• **PROBLEM REQUIREMENTS**
Where an image appears, leave it out; otherwise repeat the data exactly.

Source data
● ● ● ● ●

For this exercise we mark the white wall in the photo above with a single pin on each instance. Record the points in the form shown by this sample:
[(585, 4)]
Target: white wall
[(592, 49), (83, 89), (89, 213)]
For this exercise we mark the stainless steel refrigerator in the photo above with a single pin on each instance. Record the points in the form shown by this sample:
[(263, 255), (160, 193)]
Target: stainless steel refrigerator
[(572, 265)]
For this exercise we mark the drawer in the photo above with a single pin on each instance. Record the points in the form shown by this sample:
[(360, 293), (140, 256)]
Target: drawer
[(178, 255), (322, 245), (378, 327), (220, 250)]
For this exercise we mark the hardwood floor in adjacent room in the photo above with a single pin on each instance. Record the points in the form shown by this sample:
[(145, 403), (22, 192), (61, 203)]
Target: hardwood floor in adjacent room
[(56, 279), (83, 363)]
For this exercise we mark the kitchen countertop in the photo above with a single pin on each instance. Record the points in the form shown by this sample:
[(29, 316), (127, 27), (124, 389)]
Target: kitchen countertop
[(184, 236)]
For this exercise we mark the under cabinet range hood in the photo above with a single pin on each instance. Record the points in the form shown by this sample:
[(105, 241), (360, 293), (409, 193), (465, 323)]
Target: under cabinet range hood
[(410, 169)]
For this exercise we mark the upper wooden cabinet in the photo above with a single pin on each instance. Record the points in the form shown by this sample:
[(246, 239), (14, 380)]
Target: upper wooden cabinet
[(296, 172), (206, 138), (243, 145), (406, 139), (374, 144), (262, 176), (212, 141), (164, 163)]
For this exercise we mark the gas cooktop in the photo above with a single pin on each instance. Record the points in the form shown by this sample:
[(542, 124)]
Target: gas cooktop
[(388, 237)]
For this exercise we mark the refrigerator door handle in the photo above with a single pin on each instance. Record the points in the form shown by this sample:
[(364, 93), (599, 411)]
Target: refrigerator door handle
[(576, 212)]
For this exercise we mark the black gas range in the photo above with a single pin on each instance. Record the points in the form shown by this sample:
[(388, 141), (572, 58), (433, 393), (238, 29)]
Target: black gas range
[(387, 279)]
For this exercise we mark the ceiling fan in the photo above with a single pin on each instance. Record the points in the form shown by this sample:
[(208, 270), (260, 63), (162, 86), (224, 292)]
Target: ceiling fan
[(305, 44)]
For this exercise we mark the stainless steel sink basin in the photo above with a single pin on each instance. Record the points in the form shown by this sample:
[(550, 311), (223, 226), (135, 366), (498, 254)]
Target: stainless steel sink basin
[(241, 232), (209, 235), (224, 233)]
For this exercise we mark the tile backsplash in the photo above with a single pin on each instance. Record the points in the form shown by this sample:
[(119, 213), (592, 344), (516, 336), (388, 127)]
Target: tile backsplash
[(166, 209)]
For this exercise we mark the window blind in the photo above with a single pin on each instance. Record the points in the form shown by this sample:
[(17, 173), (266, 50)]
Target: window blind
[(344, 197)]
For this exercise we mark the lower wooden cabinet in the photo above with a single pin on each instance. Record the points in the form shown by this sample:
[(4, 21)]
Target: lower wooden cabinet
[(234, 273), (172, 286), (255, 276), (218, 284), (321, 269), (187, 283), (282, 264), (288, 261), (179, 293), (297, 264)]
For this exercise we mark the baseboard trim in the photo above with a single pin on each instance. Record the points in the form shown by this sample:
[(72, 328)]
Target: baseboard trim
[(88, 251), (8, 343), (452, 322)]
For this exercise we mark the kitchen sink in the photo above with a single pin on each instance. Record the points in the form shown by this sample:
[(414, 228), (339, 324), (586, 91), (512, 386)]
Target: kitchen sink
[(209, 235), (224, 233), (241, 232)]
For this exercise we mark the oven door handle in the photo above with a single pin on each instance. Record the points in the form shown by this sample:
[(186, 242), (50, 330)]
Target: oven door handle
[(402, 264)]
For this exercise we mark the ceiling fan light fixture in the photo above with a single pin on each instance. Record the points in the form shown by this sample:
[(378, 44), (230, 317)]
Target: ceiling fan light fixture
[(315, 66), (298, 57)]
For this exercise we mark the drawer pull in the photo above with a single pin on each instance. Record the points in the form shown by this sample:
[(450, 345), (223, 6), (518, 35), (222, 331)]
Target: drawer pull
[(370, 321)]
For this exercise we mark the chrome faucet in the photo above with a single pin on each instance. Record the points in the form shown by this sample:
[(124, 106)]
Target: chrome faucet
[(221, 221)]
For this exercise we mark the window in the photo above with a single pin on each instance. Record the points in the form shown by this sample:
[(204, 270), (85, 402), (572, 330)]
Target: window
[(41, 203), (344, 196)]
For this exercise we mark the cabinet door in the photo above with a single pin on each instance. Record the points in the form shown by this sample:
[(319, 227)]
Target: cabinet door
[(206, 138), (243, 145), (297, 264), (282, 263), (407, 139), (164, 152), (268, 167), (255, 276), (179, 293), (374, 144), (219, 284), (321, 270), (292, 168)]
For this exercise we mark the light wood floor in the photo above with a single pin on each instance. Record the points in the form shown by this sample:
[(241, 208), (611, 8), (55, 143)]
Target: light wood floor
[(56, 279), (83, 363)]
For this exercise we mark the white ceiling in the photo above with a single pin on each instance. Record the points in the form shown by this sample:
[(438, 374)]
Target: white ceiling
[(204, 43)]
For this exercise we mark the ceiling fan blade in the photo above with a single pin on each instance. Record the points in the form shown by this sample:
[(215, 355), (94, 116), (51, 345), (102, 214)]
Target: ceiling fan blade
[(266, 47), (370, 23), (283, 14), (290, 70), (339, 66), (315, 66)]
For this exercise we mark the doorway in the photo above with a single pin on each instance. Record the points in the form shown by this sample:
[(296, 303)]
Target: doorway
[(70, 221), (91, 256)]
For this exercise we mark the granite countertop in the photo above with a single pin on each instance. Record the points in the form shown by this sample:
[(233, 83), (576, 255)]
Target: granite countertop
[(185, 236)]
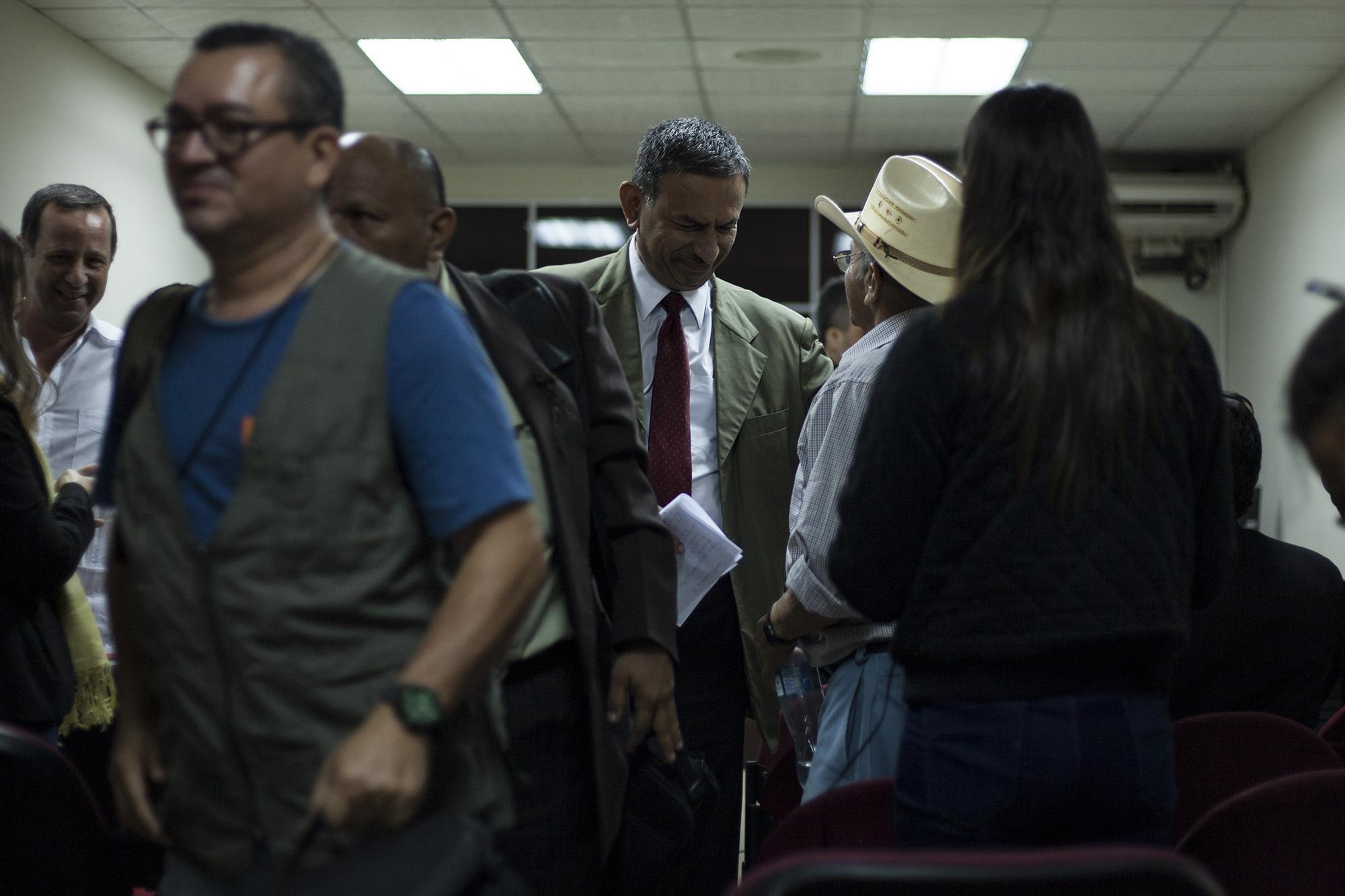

● ● ● ● ●

• **PROBLEM SOLUTION**
For this exercise we mark the white wall in the photo above with a single pin on each instance. Record the points in the form shown by this sample:
[(585, 4)]
Target: white wall
[(592, 49), (83, 89), (89, 213)]
For this exercise we mark the stainless steel refrigerator in the photo above with a single pin on each instance. Record the points in the form shown by this sample:
[(263, 255), (160, 193)]
Target: stainless steel refrigerator
[(572, 265)]
For this exercise we mark the drawer in the photo above with a single pin on each instance. Record the points in the form shown by this sample:
[(360, 293), (140, 256)]
Target: drawer
[(178, 255), (322, 245), (378, 327), (220, 250)]
For this exercise we mark the hardwood floor in adjacent room in the photo above with a single pin on each instance. Record the points in the form shown by this sample:
[(145, 403), (22, 192), (61, 203)]
Target: hardwood floor in adjacent room
[(56, 279), (83, 363)]
For this exercise we mark the kitchen countertop in the photo above with a single pin on each instance. Record the points in the form shown by this sample:
[(29, 316), (127, 27), (124, 389)]
Target: kitchen countertop
[(184, 236)]
For this exercise we mark the under cabinet range hood in the photo above with a single pin on each instance. Record the points in the form shown by this sample:
[(105, 241), (360, 293), (409, 193), (465, 323)]
Target: under cabinet range hood
[(410, 169)]
For this exercise we mark the upper wooden cabinet in the photo above with a single pin on each instance. Record the points in the form shown by this sample:
[(246, 239), (14, 380)]
Target: upper wooden cabinet
[(296, 172), (206, 138), (243, 145), (406, 139), (374, 144), (262, 176), (212, 141), (164, 163)]
For this exercise we mark the gas cooktop in the photo above with a single pin on each instance. Record the points in the form shown by this sample:
[(542, 124)]
Target: gas cooktop
[(388, 237)]
For this exercise we mark the refrigerator door handle in the photo above with a single pin on each instance. Record the points in the form shown by this sample:
[(364, 93), (599, 411)]
Target: refrigerator door handle
[(576, 212)]
For this exercise we mark the black gas range in the photo above with a single pin on each instance. Record the points in the form shown by this sample:
[(388, 141), (572, 58), (433, 393), (238, 29)]
Target: black gas range
[(387, 279)]
For this exercise we mark the ceiling fan in the photo above with a single pin on each instance. Record the points in the form shown by this sample:
[(208, 270), (260, 63), (162, 86), (224, 292)]
Target: ceiling fan
[(305, 44)]
For this exercise we mark the stainless steel sink basin in the photo above with a single pin on each instance. Record the points in the form shown by this sample:
[(550, 311), (223, 226), (135, 366), (498, 254)]
Target: stainless steel sink basin
[(241, 232), (209, 235), (224, 233)]
For this exercise we mark the tile backsplash in the photo above with a single pin on each instance. Record the points in the form shown by this sample:
[(119, 213), (592, 344), (516, 336), (388, 127)]
Target: tile backsplash
[(166, 209)]
For this exercise we mark the window blind in the photo above with a single pin on each instance. Record the points in the form shown by this sample:
[(17, 173), (266, 50)]
Target: window blind
[(344, 197)]
For this exercise we mark the lower wooden cabinet in the photo above with a single pin on each instance. Record the points in the form shown by this sample:
[(4, 21)]
Target: lower wooden cabinet
[(234, 273), (172, 286), (255, 276), (218, 284), (321, 269), (187, 283), (282, 264), (288, 261), (179, 293), (297, 264)]
For this exercise we mark the baseboard trim in the photo above with a single pin on each instance. Record the points in the form shown by this sample:
[(72, 328)]
Target: baseboard trim
[(88, 251), (8, 343), (452, 322)]
For this exercise we mark the kitchen sink in the photo above with a single pin on each instance. Record the points in the form shown by this sample:
[(414, 228), (339, 324), (586, 91), (512, 386)]
Target: kitchen sink
[(209, 235), (224, 233), (241, 232)]
For this exercise we mark the oven door handle in the photo above with a single pin on each instance. Record the points in the form shown by this sample:
[(186, 242), (50, 330)]
Target: oven door handle
[(402, 264)]
For this exercise we mark the ceiling fan light fixture in the photo above with a single pin on each instance. Record the points in the form shown by this sample:
[(378, 44), (230, 317)]
Target: ceiling fan light fixture
[(315, 66), (298, 57)]
For this exercise we mark the drawer pull in the photo above with a single pin on each instance. Record the points in the form shown by this sample:
[(450, 345), (223, 6), (518, 35), (222, 331)]
Target: drawer pull
[(370, 321)]
For this exercise we mark the chrome faucet in the photo above with a single pin on each instance. Record the points in the form shown by this sample:
[(124, 106)]
Target: chrome faucet
[(221, 221)]
For this exercise we mark the window in the photo above with a single pin on each instance. Record the points in the form shown by this sample:
[(204, 270), (85, 402), (572, 330)]
Target: window
[(41, 203), (344, 196)]
For this exercise we mark the cabinet door in the photo above with a single pin on each instance. Record the points in the form shown by this sample:
[(319, 227)]
Target: cabinet door
[(206, 138), (243, 145), (297, 264), (282, 263), (407, 139), (164, 152), (268, 167), (255, 276), (179, 293), (374, 144), (219, 284), (321, 270), (292, 168)]
For this exercise we mark the light wood floor in the photo above with a single pin on each instance. Record the points in the form shown by this sample:
[(241, 208), (611, 8), (55, 143)]
Target: light wood floor
[(56, 279), (83, 363)]
For this exercise we mark the white ceiling in the photo above with a single pin on each instance. Record the points in the form shown by this sample:
[(438, 374)]
Target: white ceiling
[(204, 43)]
For this exercise we mark the ceiling fan blade in the photo above with a single pin on each instance. Record the points in the form shown by this sample:
[(215, 355), (94, 116), (51, 345), (102, 214)]
Target: ceiling fan blade
[(266, 47), (370, 23), (283, 14), (290, 70), (339, 66), (315, 66)]
For this exercise we mark the doorway in the photo above with a single pin on each instance. Record the points in the form shown by this sample:
[(296, 303)]
Target: doorway
[(70, 221), (91, 256)]
For this exercise we mark the granite countertop in the photo above with a single pin on each instance. Record the points in the form shown by this sample:
[(233, 83), (576, 255)]
Target: granite countertop
[(185, 236)]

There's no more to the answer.